:: Source passage
Alexandru Lapusneanu
编辑:Walter Roberson 2017-10-23
%
function yprim=proiectia (t,y,H,m,A,vit)
%%%%%%%%%%%%%%%%%%%%%%%%%%%%%%%%%%%%%%%%%%%%%%%%%%%%
%%%%%%%Acceleratia datorata Drag-ului Atmosferic
%Parametri
ro=1.225*exp(-sqrt((y(1)^2+y(2)^2+y(3)^2)^2) /8); % Densitatea
CD=2.2; % Drag coeficient
ad=(-1/2)*ro*((CD*A)/m)*norm(vit)^2*(vit/norm(vit));
%%%%%%%%%%%%%%%%%%%%%%%%%%%%%%%%%%%%%%%%%%%%%%%%%%%%
%%%Durata de rulare in functie de Ziua Juliana
%Parametri
an=2019;
luna=3;
zi=29;
ora=9;
min=20;
sec=52.9996;
sec = sec + rem(t, 60);
min = rem(min + floor(t/60), 60);
ora = rem(ora + floor(t/3600), 24);
zi = zi + floor(t/24/3600);
%Determinare zi Juliana
Jo = (367*an) - fix((7*(an+fix((luna+9)/12)))/4) + fix(275*luna/9) + zi + 1721013.5;
JD = Jo + (((((sec/60)+min)/60)+ora)/24);
%Parametri gravitationali
miu= 398900.5*10^9; % miu Pamant
%Ecuatii folosite pentru propagator
yprim=zeros(6,1);
yprim(1,1)=y(4);
yprim(2,1)=y(5);
yprim(3,1)=y(6);
yprim(4,1)=double(-miu*y(1)/(((y(1)^2)+y(2)^2+y(3)^2)^(3/2)))+ad(1);
yprim(5,1)=double(-miu*y(2)/(((y(1)^2)+y(2)^2+y(3)^2)^(3/2)))+ad(2);
yprim(6,1)=double(-miu*y(3)/(((y(1)^2)+y(2)^2+y(3)^2)^(3/2)))+ad(3);
end
Walter Roberson
Walter Roberson 2017-10-23
Your h starts off scalar.
The line
w1 = y(:,i) + ((25/216)*k_1)+((1408/2565)*k_3)+((2197/4104)*k_4)-((1/5)*k_5);
is clearly intended to work with a vector, and so w1 will give a vector result. The same is true for the next line for w2.
R=abs(w1-w2);
is subtracting one vector from another, so you are going to get a vector result.
We then encounter
delta=0.84*(epsilon/R).^(1/4);
epsilon is a scalar, so this is a scalar with Matrix Right Divide by a vector. It so happens that the orientation of R (column vector) is acceptable for Matrix Right Divide, so this gives a vector result (a row vector). If we hyphothesize that Right Divide was wanted instead of Matrix Right Divide, 0.84*(epsilon./R).^(1/4) then the result of that hypothetical operation would be a column vector. So delta is either going to be a row vector (current code) or column vector (hypothetical code.)
You then have
if R<=epsilon
we established above that R is a vector, so remember that this code is equivalent to
if all(R<=epsilon)
that is, the body of the "if" is done only if all of the R values in the vector are less than epsilon. Perhaps that really is the desired behaviour: if it is, then please code the all() yourself to make it easier for other people to read.
::::
:: Extracted material
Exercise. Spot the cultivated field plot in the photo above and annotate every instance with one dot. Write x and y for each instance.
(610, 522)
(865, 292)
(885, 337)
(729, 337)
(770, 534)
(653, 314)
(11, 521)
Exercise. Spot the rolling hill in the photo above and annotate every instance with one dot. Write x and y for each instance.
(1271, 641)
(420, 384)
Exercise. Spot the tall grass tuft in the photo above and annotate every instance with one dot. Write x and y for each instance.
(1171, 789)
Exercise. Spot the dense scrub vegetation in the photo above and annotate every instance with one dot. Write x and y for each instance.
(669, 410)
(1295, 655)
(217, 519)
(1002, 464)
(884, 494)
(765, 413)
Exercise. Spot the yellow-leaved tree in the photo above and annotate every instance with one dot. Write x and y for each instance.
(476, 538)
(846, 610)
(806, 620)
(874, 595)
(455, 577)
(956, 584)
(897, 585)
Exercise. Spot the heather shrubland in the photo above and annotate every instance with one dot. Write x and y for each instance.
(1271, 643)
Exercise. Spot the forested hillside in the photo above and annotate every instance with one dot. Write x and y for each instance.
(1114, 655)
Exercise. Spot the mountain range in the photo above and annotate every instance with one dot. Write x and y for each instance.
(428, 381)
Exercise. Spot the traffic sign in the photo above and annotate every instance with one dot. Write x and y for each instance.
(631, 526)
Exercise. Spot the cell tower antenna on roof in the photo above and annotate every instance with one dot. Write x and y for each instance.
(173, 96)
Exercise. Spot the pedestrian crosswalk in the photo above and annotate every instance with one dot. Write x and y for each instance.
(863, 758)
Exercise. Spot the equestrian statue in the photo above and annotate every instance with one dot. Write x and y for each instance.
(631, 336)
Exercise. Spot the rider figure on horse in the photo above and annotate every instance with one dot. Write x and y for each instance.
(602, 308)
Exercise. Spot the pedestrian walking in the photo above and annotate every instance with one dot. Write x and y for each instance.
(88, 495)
::::
Edit the forum thread by rewriting everything from "R=abs(w1-w2);" down to "if all(R<=epsilon)", changing "epsilon" to "tol".

• [Answer]
R=abs(w1-w2);
is subtracting one vector from another, so you are going to get a vector result.
We then encounter
delta=0.84*(tol/R).^(1/4);
tol is a scalar, so this is a scalar with Matrix Right Divide by a vector. It so happens that the orientation of R (column vector) is acceptable for Matrix Right Divide, so this gives a vector result (a row vector). If we hyphothesize that Right Divide was wanted instead of Matrix Right Divide, 0.84*(tol./R).^(1/4) then the result of that hypothetical operation would be a column vector. So delta is either going to be a row vector (current code) or column vector (hypothetical code.)
You then have
if R<=tol
we established above that R is a vector, so remember that this code is equivalent to
if all(R<=tol)